引用文:
========

■相続税を節税できる

 このうち、節税効果を期待できるのは「任意組合型」だ。その仕組みを解説しよう。

 そもそも不動産は、すぐに現金に換えられないことから、相続税の負担が軽減されている。相続税の評価額は現預金だと額面がそのまま反映されるが、不動産は実勢価格(時価)よりかなり割り引かれる。土地の場合だと「路線価」をもとに評価額が決まるが、路線価は時価の8割程度が一般的だ。建物は建築費の6割程度に相当する「固定資産税評価額」で評価される。

 しかも、他人に貸し出している不動産は容易に立ち退きを要求できないことから、さらに評価額が割り引かれる。自分で住んでいるケースに比べ、土地は8割程度、建物は7割程度の評価となる。こうして評価額が下がれば、実勢では同じ資産価値の預貯金と比べて、相続税負担が大幅に抑えられるわけだ。任意組合型だと投資家が不動産の共有持ち分を所有しているので、こうした税制上のメリットを享受できる。

========

記録情報:
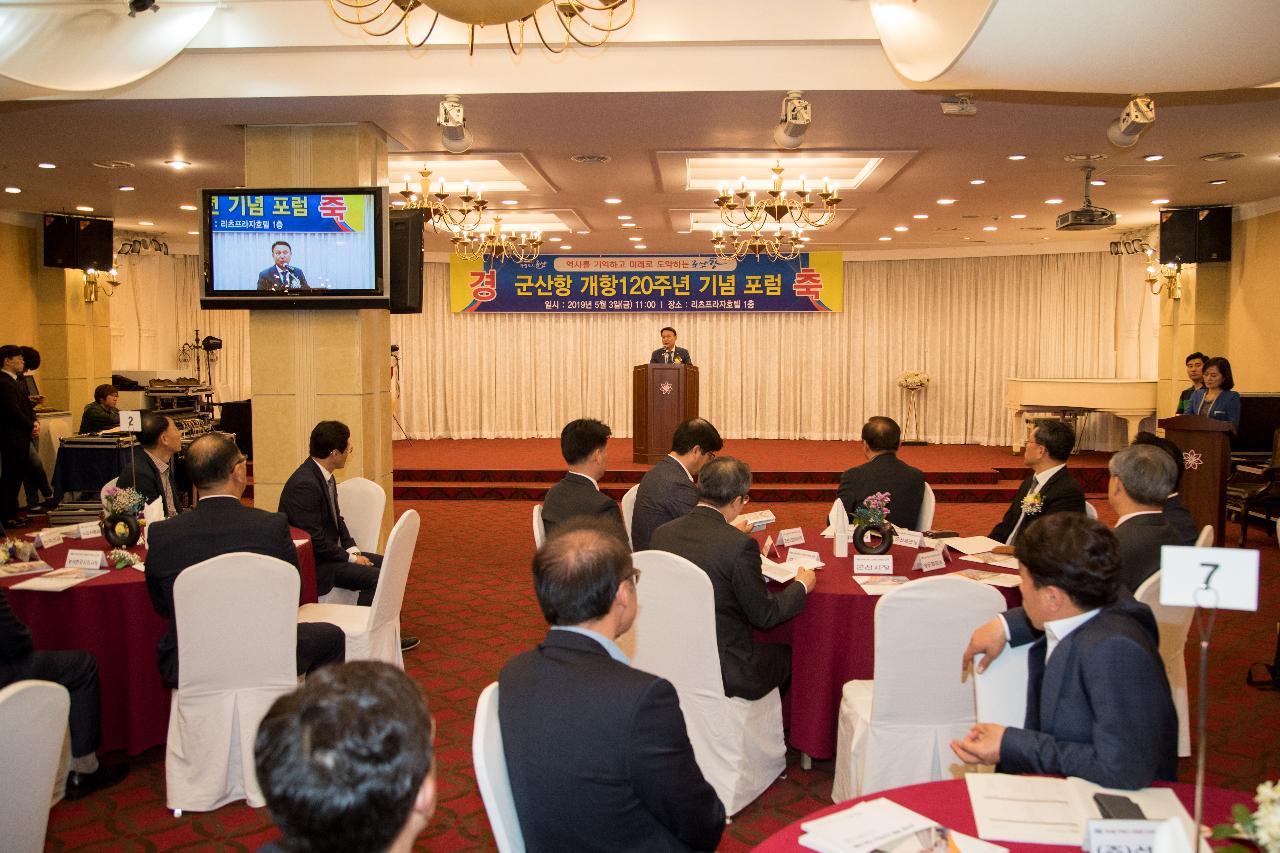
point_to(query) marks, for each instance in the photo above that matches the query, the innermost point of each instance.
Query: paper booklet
(882, 825)
(1038, 810)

========

作業内容: 不動産による相続税の節税を扱った上記の引用文を、一字一句変えずに全文そのまま書き写してください。

結果:
■相続税を節税できる

 このうち、節税効果を期待できるのは「任意組合型」だ。その仕組みを解説しよう。

 そもそも不動産は、すぐに現金に換えられないことから、相続税の負担が軽減されている。相続税の評価額は現預金だと額面がそのまま反映されるが、不動産は実勢価格(時価)よりかなり割り引かれる。土地の場合だと「路線価」をもとに評価額が決まるが、路線価は時価の8割程度が一般的だ。建物は建築費の6割程度に相当する「固定資産税評価額」で評価される。

 しかも、他人に貸し出している不動産は容易に立ち退きを要求できないことから、さらに評価額が割り引かれる。自分で住んでいるケースに比べ、土地は8割程度、建物は7割程度の評価となる。こうして評価額が下がれば、実勢では同じ資産価値の預貯金と比べて、相続税負担が大幅に抑えられるわけだ。任意組合型だと投資家が不動産の共有持ち分を所有しているので、こうした税制上のメリットを享受できる。